■ Your goal
Collect every line of the data below that contains the string "rubber". Matching is case-sensitive.

━━ Data extract

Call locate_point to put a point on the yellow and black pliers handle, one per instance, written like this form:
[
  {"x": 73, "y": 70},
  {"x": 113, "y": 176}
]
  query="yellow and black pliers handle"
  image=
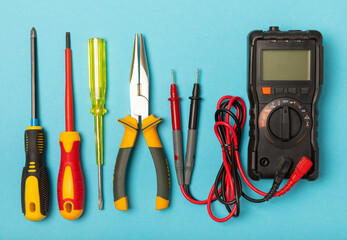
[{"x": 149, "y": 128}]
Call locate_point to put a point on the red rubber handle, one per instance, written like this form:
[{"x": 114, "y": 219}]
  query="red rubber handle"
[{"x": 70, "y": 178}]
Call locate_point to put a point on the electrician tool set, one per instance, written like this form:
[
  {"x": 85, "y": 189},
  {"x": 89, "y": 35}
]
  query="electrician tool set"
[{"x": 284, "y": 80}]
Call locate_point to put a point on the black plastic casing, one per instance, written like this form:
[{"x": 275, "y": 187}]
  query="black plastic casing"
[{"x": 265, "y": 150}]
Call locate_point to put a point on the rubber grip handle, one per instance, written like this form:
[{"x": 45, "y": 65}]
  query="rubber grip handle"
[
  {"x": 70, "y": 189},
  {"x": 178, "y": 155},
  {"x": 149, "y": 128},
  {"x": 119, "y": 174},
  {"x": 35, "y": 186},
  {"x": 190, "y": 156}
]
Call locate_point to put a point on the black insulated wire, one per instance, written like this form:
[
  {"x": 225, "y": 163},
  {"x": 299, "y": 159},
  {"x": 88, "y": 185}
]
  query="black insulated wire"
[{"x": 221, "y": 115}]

━━━━
━━ Data extract

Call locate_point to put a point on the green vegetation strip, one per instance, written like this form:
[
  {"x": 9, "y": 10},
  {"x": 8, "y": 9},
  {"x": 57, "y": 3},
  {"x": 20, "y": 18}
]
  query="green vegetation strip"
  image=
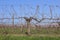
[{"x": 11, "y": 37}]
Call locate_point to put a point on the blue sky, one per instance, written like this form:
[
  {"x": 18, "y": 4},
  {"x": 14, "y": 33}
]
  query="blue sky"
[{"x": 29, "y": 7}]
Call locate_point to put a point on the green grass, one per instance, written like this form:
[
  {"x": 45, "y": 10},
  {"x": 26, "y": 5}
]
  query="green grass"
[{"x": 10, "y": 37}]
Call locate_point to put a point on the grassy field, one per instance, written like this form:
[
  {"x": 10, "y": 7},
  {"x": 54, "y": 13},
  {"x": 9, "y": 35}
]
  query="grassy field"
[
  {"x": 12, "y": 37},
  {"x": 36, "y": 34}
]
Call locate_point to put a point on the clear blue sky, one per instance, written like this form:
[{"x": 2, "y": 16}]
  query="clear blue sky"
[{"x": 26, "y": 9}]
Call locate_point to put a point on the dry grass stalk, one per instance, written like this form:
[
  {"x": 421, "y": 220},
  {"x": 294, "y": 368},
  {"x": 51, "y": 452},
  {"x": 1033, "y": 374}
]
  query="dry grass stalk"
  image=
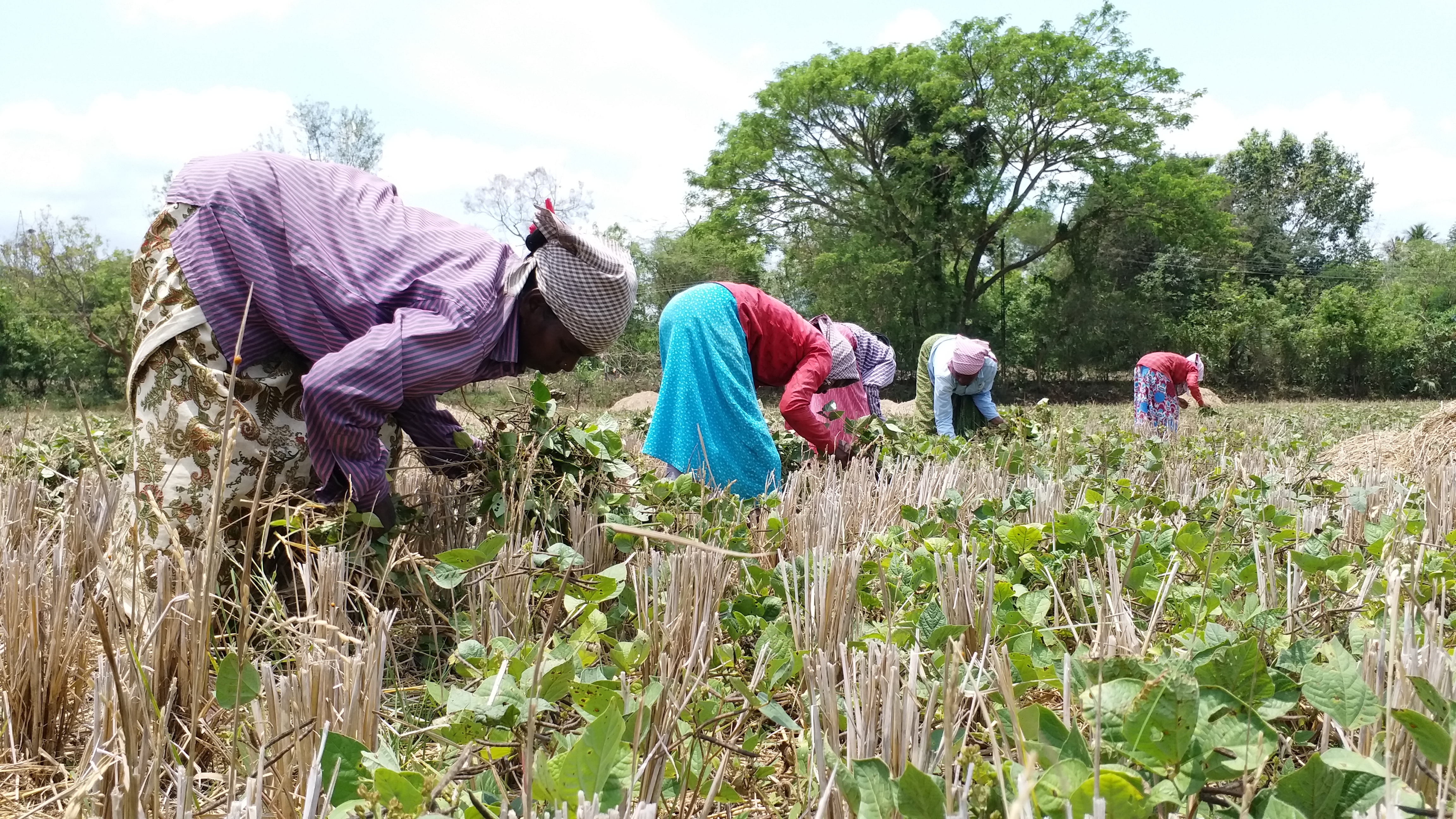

━━━━

■ Final answer
Call locate_point to put a point on the red rubber handle, one per instance, written like this form:
  query="red rubber handle"
Call locate_point to put a point on the rubber grip handle, one per instance, written like this form:
  query="rubber grip handle"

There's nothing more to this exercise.